__AUSGANGSTEXT__.
• • •

Die meisten Änderungen auf dem Rezept darf der Apotheker auch nach dem neuen Rahmenvertrag nur nach Rücksprache mit dem Arzt vornehmen. Das gilt auch für die Plausibilitätsprüfung bei der Rezepturherstellung. Mit dem Patienten muss der Apotheker etwaige Änderungen der Zusammensetzung dagegen nicht absprechen, entschied das Amtsgericht München. Auch wenn der Fall klein war, ist die Grundsatzentscheidung für die Apotheken wichtig.
Auslöser des Verfahrens war die Anfertigung einer Progesteron-Salbe. Eine Pharmazeutin im Praktikum (PhiP) hatte das Privatrezept über eine 10-prozentige Salbe angenommen – und Zweifel bekommen. Sie recherchierte in der Fachliteratur, besprach sich mit Kommilitonen und befand die Dosierung für zu hoch. Daraufhin kontaktierte die angehende Apothekerin nach Rücksprache mit ihrer Chefin die behandelnde Ärztin. Schließlich wurde die Salbe mit einer Konzentration von 5 Prozent hergestellt.

• • •

__QUELLENMATERIAL__.
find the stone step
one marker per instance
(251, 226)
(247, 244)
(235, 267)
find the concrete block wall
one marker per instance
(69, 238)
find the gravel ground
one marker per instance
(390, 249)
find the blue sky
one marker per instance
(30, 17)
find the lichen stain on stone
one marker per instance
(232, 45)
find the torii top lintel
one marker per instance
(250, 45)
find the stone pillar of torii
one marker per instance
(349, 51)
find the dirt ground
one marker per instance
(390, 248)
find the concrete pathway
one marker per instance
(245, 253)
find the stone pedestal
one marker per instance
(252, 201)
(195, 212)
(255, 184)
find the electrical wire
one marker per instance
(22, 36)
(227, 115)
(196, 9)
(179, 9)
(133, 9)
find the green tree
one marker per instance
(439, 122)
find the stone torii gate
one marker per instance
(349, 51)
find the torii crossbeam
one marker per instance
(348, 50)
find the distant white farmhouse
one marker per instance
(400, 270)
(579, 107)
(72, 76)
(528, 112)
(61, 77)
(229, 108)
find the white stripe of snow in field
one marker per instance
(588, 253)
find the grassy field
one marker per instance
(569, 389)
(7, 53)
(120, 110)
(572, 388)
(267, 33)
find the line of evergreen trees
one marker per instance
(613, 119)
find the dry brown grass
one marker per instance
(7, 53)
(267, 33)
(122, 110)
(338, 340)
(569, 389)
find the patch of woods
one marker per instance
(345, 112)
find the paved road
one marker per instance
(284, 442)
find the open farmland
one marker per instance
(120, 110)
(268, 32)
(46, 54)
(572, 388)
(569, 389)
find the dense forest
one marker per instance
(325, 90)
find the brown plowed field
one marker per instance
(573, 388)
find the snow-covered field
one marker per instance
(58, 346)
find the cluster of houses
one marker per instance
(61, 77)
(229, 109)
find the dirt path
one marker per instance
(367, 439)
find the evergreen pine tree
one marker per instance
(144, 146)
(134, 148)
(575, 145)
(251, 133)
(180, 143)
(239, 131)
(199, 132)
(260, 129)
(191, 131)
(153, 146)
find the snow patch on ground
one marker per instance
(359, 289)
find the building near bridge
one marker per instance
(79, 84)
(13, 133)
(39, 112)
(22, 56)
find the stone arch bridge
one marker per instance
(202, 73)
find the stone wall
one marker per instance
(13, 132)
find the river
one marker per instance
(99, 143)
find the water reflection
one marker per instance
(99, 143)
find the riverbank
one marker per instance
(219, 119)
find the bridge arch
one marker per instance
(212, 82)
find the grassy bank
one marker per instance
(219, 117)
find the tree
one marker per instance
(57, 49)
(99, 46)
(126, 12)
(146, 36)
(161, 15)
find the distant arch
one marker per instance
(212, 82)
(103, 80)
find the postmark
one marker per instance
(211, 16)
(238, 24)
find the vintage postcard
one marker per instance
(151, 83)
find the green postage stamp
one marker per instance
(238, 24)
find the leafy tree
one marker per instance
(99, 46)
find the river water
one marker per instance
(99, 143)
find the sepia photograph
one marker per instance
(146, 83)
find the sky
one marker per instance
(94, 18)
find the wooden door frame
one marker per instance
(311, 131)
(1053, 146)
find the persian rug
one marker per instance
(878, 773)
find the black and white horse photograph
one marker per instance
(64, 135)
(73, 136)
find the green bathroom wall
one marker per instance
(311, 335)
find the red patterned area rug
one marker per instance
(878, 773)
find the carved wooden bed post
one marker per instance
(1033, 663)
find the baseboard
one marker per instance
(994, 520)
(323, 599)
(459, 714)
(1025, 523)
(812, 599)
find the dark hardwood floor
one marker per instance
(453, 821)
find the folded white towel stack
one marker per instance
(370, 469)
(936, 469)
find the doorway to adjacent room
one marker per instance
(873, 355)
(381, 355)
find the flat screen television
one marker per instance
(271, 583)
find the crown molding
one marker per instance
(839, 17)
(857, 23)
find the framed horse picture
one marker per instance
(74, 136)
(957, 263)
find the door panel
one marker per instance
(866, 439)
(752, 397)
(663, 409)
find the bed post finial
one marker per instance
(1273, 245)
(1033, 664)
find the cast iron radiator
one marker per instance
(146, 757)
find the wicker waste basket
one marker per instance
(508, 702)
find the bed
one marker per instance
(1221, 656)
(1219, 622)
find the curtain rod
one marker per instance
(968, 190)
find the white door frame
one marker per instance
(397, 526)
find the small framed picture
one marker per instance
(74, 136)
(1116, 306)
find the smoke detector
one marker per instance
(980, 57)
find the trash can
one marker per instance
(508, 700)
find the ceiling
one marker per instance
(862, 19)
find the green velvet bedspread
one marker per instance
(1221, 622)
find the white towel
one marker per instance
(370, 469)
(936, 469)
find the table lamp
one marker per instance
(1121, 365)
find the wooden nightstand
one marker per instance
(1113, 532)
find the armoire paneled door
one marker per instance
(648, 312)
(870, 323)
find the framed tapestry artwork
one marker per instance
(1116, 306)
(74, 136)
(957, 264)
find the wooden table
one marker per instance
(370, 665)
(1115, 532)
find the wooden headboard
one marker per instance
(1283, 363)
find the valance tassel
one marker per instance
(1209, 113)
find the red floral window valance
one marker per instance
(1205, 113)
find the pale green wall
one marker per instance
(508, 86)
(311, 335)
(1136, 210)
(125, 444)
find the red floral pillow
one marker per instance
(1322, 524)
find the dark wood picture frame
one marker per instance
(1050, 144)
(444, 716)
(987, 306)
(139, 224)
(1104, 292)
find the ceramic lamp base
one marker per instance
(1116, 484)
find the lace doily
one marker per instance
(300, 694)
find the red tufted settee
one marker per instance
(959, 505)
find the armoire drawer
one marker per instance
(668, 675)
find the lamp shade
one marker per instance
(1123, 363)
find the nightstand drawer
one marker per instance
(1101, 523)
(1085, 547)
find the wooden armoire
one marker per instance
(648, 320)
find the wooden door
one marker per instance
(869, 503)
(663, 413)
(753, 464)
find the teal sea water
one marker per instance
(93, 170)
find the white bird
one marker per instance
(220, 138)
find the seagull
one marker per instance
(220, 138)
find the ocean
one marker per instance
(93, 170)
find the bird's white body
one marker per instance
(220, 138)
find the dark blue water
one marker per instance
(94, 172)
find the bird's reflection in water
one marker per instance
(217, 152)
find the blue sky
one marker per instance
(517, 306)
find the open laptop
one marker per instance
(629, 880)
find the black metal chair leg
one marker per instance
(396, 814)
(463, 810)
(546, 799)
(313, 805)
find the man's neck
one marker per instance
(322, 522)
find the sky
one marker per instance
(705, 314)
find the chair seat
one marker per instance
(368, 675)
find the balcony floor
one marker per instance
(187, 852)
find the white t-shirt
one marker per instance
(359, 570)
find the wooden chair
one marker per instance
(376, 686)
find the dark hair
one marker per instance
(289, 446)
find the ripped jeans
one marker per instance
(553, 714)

• • •

__ARBEITSANWEISUNGEN__.
• 1. Kannst du aus dem Text über Rezeptänderungen in der Apotheke den Abschnitt zwischen „Die meisten Änderungen“ und „die Apotheken wichtig.“, beide eingeschlossen, wortgetreu abschreiben?
• 2. Greif den Text über Rezeptänderungen in der Apotheke dort auf, wo er endet, und schreib ihn weiter.

__DEINE ANTWORTEN__.
• 1.
Die meisten Änderungen auf dem Rezept darf der Apotheker auch nach dem neuen Rahmenvertrag nur nach Rücksprache mit dem Arzt vornehmen. Das gilt auch für die Plausibilitätsprüfung bei der Rezepturherstellung. Mit dem Patienten muss der Apotheker etwaige Änderungen der Zusammensetzung dagegen nicht absprechen, entschied das Amtsgericht München. Auch wenn der Fall klein war, ist die Grundsatzentscheidung für die Apotheken wichtig.

• 2.
Doch damit war das Problem nicht aus der Welt: Die Kundin wollte die Rezeptur so nicht abnehmen und verweigerte trotz mehrfacher Aufforderung auch die Bezahlung. Die Salbe sei nicht ordnungsgemäß dem Rezept entsprechend hergestellt worden. Die Apotheke habe die Zusammensetzung „eigenmächtig“ verändert. Es sei aber nicht Aufgabe der Apotheke, die Rezeptur zu hinterfragen und ohne Rücksprache zu ändern, fand die Kundin.
Schließlich klagte die Apotheke die Kosten von 84 Euro ein – auch aus Prinzip. Denn in der Apotheke ist man sich sicher, im Rahmen der Plausibilitätsprüfung absolut richtig gehandelt zu haben. Ende Juni wurde vor dem Amtsgericht München verhandelt, Ende August gab es einen zweiten Termin. Jetzt haben die Richter entschieden: Die Rücksprache mit der Ärztin war ausreichend, die Kundin muss die Rezeptur bezahlen.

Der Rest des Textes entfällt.